#### Problem details:
If a line in the entries below includes the string "dark", copy it out.

#### Information provided:
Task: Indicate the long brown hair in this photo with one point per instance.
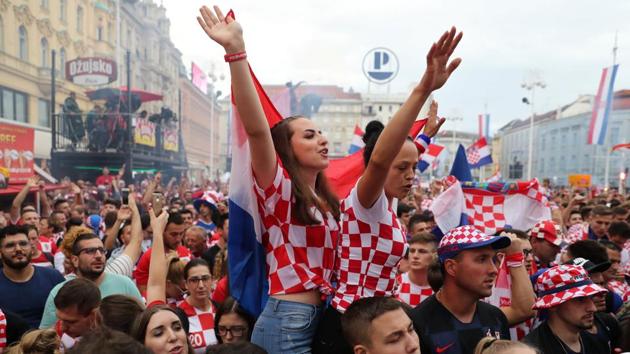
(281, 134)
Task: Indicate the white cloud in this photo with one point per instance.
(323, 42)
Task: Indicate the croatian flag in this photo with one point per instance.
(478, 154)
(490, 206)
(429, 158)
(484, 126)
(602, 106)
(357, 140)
--
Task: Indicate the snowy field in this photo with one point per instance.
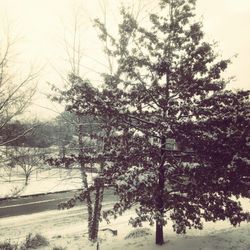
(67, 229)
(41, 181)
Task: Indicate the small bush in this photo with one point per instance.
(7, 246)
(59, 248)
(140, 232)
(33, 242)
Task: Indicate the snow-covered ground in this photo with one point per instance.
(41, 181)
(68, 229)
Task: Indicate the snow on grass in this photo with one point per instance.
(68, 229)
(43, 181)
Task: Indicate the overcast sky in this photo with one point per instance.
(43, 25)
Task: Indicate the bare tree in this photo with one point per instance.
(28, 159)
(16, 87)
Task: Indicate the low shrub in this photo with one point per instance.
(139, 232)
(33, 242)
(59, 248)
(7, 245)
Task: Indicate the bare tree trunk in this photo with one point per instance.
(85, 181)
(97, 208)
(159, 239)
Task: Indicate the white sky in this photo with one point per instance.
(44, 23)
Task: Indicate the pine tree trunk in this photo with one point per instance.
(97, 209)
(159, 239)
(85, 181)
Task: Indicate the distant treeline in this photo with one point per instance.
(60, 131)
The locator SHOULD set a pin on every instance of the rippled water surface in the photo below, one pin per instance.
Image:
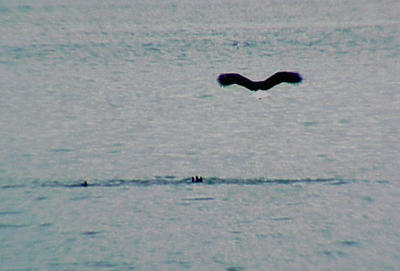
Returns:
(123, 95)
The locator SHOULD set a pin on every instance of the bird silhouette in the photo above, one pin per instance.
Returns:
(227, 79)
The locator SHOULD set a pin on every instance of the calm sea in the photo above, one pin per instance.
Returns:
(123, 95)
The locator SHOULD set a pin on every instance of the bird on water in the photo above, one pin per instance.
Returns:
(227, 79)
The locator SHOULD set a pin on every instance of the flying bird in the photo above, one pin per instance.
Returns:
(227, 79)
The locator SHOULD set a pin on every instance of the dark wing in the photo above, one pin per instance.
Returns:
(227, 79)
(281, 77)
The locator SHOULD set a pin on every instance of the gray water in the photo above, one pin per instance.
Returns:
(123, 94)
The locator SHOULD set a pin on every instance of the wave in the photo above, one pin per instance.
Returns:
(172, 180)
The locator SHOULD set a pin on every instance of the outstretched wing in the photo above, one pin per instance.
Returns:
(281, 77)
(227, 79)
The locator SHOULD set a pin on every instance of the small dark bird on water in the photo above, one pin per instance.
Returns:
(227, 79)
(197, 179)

#### Reply:
The locator SHOULD set a pin on every instance of the dark wing in the photo above, one pin per instance.
The locator SHOULD set a pin on every instance of the small dark bird on water in the photo above, one pin per instance.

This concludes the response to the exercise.